- _Set problem_
Return the listing below word for word, keeping every line and its order unchanged.

- _Listed entries_
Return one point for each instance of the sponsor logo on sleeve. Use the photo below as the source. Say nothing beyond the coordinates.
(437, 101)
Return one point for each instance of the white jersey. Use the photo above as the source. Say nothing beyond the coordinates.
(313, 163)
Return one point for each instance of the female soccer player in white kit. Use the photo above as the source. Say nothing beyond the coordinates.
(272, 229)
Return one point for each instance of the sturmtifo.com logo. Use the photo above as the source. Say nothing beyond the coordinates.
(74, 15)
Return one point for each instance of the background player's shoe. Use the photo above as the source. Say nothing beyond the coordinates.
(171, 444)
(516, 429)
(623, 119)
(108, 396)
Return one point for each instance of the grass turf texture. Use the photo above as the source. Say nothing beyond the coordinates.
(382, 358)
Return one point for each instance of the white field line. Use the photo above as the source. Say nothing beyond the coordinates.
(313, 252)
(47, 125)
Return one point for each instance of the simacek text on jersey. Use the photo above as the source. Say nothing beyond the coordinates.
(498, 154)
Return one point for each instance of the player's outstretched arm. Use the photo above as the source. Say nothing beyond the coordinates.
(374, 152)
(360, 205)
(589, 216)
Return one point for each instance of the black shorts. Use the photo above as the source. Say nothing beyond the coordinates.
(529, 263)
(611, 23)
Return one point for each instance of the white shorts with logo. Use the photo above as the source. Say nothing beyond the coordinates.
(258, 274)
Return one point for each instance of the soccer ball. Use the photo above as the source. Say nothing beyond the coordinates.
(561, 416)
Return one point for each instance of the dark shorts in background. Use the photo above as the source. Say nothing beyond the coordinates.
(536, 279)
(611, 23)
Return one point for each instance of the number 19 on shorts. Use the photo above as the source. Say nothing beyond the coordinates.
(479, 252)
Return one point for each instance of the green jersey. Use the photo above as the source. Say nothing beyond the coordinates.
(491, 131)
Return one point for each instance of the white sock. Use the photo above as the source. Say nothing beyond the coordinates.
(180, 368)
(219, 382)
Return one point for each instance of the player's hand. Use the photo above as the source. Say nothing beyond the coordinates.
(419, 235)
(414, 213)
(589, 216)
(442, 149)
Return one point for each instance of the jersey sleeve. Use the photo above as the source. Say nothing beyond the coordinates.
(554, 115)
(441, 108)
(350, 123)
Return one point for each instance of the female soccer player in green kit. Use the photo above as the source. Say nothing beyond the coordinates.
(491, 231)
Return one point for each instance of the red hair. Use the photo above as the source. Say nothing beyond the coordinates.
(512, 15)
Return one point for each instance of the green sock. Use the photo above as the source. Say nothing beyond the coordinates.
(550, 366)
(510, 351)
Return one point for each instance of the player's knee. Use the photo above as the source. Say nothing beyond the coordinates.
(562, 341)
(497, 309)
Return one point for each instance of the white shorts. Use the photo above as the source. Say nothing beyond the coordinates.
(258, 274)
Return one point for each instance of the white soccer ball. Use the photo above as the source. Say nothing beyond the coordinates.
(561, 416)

- _Result below_
Return one point for each instance of the sponsor logo on sleeve. Use the photo below as the source. Say nothing beyond the coordinates.
(437, 101)
Return one point for each instance of the white jersey. Use the photo above as the source. Say nothing beyond the coordinates.
(313, 163)
Return one point for each instance of the female soccer player in white kit. Use the photo above as the source. Say nothing beyond the coordinates.
(272, 229)
Return one point for each instance of the sturmtifo.com logo. Use the photo above as the source. Say nothing beyond the coordinates.
(74, 15)
Return one point for each instance of the background player's shoe. Use the photo above as the source. Say nothing beyond the coordinates.
(171, 444)
(516, 429)
(623, 119)
(108, 396)
Return one point for each instance of the grass turf texture. Use the photo above as the source. Say nothing beyond the coordinates.
(382, 358)
Return one point for each instance of the white field line. Use the photo above as the source. Say nothing beyond the coordinates.
(313, 252)
(47, 125)
Return one point for each instance of the simacek text on jersey. Use the photo above as the source. Say nothing beyond the coordinates.
(498, 154)
Return one point for each instance of the player's outstretched arm. Use the photo above as the source. Say nothing beyond the coordinates.
(374, 152)
(360, 205)
(589, 216)
Return one point for each instance of the black shorts. Use the photo above as the source. Say nothing beyond the coordinates.
(529, 263)
(611, 23)
Return one point for each instance of the white shorts with logo. Use the photo above as the source. Say nothing beyond the coordinates.
(258, 274)
Return one point for each instance of the soccer ball. Use the photo above as the source. Say nothing beyond the coordinates.
(561, 416)
Return one point for each instance of the dark shorts in background. Use the photo above as the source. Say nothing beyond the coordinates.
(536, 279)
(611, 23)
Return one point for each instance of the number 19 on shorts. Use the photo above as the source. Say nothing beyond the coordinates.
(479, 252)
Return one point for each instance of the green jersey. Use the photo above as the source. Say nothing beyond the coordinates.
(491, 131)
Return one point for each instance of the white sock. Use the photo above as the source. Say nothing beyond the coordinates.
(180, 368)
(219, 382)
Return one point for each instance of the player's hand. Use the photo above as the source. Say nothing beyond the coordinates.
(419, 235)
(414, 213)
(589, 216)
(442, 149)
Return one point for each instance of the jersey sleeve. Use the photo above as the source. Say nothing beyond the coordinates.
(554, 115)
(441, 108)
(350, 123)
Return one point for each instance of the female soccer player in green kit. Use the photo above as the source. Say nothing beyond the coordinates.
(491, 231)
Return one point for each instance of the red hair. Use the photo above as the source. Say nothing beyond the coordinates.
(512, 15)
Return one point for each instance of the green sock. Use the photo above as the source. Say nothing beyond the coordinates.
(550, 366)
(510, 351)
Return one point for each instance of the player's knee. Use the photo above as the source. Say nothing beyond the coordinates.
(562, 341)
(497, 309)
Return one point for each instance of the white shorts. Use the photo above as the source. Say nothing beyond the coordinates.
(258, 274)
Return one point for each instance of the white soccer ball. Use the photo above as the source. Say nothing beyond the coordinates.
(561, 416)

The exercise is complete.